▶ [What the exercise asks]:
Could you continue the blog post about poor sleep and starting IVs from the point where it ends?
##### Provided passage #####
Anyway, knackeredness (yay, new word!) caused largely by Oxford trip today, coupled with start of IVs, which I really should have predicted but thought I could get away with.  My wonderful physio set me straight, though, and made me see the better of kicking off today as opposed to Monday as was my wont.

For all you stat-monkeys out there, today provided a L-F of 0.7/1.2, Sats of 90% and a weigh-in at 54.4kg.  All of which is really not that bad, really.  But with increasing morning headaches, poor sleep and a newly-discovered need to turn Neve up just a trifle over-night, it made sense to kick off some IVs and head-off whatever may be on its way before it decides to settle in for the winter.

First dose this afternoon went fine and dandy, steroids started with them, so expecting huge appetite to kick in sometime in the next few days, too.

Can’t think of anything more to say.  Immediately — it’s such a nice song.

Coming? Going?

I’m not really sure at the moment, if I’m honest.

My body and my mind are all over the place and I can’t decide what to do with myself from hour-to-hour, let alone day-to-day.

Frustration is playing a key role in whatever I am doing at the moment, though, driving me to distraction.

For the last week or so I’ve been sleeping incredibly badly – not being able to get off to sleep and then waking every hour or so until the early hours when it tends to increase to to a whopping 20mins of sleep at a time.  It’s been driving me bonkers.  Also, of course, it’s left me with very little energy to do anything with myself all day.

Once I’m tired, I’m also absolutely horrible to be around.  I’m sure most of us aren’t at our best when we’re lacking a bit of shut-eye, but I know that when I’m sleepless I’m at my very, very worst.  For all the days K’s spent laughing at me and with me when we both get the giggles when we’re tired, I’m sure she’s now found out that when I’m really tired giggles are nowhere to be found.

Lack of sleep also causes more and more worries as well.  I’m well aware of the fact that it’s when our bodies are at rest that they repair themselves and set themselves up for another day.  As you’ll know from the more recent blogs, I’m also increasingly aware of the frailty of my body and the desperate need it has to keep itself ticking over.  Missing out on crucial rest time bothers me big-time because I know how precious a resource it is.

More than all of that, though, the more tired I am the more frustrated I get with myself and with the things around me.  My energy levels are so low that doing anything other than sitting and surfing the ‘net causes me to feel like I’ve been running around a football pitch for hours.  Without the rest it needs, my chest will start to moan and complain if I do much more than make a cup of tea and I can really feel my auxiliary muscles working overtime just to keep the oxygen flow going through what’s left of my lungs.
##### Data #####
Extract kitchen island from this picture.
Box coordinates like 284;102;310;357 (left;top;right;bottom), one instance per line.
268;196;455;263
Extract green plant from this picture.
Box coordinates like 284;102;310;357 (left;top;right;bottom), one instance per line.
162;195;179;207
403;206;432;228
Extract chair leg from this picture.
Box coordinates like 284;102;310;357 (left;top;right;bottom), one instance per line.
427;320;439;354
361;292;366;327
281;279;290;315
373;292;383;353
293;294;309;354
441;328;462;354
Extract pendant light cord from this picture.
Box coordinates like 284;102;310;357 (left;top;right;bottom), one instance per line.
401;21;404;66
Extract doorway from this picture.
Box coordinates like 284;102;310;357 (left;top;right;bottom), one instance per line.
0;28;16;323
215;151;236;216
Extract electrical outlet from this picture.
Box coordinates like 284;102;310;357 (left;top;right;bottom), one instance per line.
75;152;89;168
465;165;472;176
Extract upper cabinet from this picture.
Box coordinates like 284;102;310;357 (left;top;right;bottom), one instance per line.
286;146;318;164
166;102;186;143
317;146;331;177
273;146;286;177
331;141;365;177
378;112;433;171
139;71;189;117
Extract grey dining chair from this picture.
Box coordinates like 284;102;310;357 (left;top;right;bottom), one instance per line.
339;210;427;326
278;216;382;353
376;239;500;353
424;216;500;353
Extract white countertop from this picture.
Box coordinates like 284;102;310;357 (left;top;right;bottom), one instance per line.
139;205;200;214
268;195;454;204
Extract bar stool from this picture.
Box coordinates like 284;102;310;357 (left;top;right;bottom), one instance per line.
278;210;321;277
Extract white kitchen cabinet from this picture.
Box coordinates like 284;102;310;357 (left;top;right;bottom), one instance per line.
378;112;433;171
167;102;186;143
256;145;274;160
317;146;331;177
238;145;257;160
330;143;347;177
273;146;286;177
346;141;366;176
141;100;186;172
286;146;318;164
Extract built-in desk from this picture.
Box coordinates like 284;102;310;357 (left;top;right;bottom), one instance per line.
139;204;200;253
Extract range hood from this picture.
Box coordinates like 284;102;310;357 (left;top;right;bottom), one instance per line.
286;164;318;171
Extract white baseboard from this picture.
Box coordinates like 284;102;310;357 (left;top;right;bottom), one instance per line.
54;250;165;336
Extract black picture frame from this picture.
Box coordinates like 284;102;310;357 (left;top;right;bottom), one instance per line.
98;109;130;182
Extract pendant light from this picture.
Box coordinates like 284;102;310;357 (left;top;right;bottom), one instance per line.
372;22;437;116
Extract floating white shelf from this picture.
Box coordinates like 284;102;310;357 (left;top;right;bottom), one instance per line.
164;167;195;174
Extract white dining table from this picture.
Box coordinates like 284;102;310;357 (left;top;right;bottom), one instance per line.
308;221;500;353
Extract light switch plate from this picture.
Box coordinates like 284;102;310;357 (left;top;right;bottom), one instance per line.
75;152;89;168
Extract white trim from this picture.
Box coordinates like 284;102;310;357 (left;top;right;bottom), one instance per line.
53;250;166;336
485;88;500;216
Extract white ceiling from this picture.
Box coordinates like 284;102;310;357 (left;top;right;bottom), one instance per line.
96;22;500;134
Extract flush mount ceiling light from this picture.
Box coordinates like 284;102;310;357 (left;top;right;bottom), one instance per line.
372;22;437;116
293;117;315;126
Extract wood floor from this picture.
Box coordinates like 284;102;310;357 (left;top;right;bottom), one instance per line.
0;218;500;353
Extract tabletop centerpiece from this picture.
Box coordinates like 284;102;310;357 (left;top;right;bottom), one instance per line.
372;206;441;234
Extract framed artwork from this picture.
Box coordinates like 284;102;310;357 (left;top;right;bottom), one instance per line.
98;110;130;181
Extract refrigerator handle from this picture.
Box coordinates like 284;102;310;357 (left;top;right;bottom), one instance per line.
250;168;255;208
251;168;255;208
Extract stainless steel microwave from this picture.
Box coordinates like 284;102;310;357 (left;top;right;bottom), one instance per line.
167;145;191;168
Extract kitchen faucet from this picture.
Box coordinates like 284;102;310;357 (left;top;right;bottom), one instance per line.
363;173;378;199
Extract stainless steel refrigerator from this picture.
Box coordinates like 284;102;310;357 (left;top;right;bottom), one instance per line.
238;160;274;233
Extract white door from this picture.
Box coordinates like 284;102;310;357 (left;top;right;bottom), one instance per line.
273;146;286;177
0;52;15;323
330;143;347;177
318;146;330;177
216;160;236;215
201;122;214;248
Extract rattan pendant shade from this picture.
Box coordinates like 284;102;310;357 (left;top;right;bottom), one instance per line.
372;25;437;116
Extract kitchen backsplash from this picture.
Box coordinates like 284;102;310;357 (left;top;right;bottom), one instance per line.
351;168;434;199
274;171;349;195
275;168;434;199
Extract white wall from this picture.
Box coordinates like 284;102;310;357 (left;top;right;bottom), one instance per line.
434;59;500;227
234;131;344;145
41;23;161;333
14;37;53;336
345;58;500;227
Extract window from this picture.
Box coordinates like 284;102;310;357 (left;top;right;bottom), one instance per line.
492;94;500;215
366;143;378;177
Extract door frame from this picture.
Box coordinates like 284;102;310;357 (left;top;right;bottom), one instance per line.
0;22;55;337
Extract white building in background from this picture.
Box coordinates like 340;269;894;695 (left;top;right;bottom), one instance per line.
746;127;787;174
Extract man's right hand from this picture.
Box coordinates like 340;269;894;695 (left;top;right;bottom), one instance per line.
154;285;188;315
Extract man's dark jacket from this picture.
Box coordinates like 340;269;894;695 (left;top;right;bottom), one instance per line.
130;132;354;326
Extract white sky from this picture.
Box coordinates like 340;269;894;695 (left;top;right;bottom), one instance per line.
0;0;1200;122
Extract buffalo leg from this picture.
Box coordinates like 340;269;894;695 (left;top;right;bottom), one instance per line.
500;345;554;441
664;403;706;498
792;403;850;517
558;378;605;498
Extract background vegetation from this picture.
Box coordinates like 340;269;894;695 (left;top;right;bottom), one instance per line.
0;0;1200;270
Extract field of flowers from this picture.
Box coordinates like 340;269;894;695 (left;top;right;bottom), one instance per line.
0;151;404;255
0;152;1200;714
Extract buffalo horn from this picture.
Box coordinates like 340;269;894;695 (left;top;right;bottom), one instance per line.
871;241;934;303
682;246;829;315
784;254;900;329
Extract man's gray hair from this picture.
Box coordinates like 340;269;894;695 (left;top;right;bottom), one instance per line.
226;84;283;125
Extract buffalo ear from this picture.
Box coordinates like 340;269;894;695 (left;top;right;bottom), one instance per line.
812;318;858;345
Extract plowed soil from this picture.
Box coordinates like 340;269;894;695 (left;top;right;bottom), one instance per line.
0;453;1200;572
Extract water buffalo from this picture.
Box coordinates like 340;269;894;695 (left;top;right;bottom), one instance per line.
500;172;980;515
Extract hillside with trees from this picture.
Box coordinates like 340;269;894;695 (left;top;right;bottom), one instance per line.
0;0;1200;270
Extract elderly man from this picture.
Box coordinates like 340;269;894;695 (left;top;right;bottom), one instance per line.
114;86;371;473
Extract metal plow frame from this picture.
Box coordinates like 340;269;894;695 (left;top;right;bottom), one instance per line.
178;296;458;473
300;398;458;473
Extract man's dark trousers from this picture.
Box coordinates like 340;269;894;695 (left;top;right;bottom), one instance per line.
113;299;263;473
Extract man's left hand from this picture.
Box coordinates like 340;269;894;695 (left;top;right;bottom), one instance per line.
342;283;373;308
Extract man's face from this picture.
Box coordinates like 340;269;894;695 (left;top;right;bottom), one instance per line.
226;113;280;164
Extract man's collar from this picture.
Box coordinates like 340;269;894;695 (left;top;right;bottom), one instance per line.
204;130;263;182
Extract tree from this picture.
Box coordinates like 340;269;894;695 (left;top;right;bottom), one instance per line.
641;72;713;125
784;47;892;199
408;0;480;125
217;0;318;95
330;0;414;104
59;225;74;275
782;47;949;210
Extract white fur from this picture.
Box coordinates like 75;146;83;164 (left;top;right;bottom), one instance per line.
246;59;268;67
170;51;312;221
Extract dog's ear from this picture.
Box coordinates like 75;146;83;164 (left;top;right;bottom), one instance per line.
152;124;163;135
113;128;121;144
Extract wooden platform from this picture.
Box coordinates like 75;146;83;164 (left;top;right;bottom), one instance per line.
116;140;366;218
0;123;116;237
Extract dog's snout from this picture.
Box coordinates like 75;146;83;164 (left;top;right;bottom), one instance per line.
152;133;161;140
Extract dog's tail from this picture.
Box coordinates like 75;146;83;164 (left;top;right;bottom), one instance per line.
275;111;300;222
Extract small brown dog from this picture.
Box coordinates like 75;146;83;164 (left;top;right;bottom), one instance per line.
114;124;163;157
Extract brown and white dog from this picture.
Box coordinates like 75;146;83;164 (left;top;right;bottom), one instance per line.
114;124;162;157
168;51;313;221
#####
▶ [Written answer]:
I’ve been struggling for the last couple of months with pain in my back and neck where the over-worked auxiliary respiratory muscles are tensing up and causing all kinds of different, unpleasant aches and pains, which in turn makes it harder to sit properly or carry myself as I should, which only then serves to exacerbate the problem with my back and neck muscles.  It’s the very worst of vicious circles that no one seems to have identified a way out of yet.

There are so many things I’d like to be doing with myself at the moment, projects I’d like to be working on, writing I’d like to be doing, but it’s the most I can do to get through a day without going mad at the moment.  My brain certainly doesn’t feel switched-on enough to achieve much beyond the occasional email.  I don’t think I’ve had a creative thought-thread for a couple of weeks now, which really gets me down.

Still, it can’t all be doom and gloom – there’s good things in the world. (Best not get on to last weekend’s sport if I’m looking for sunshine, eh?).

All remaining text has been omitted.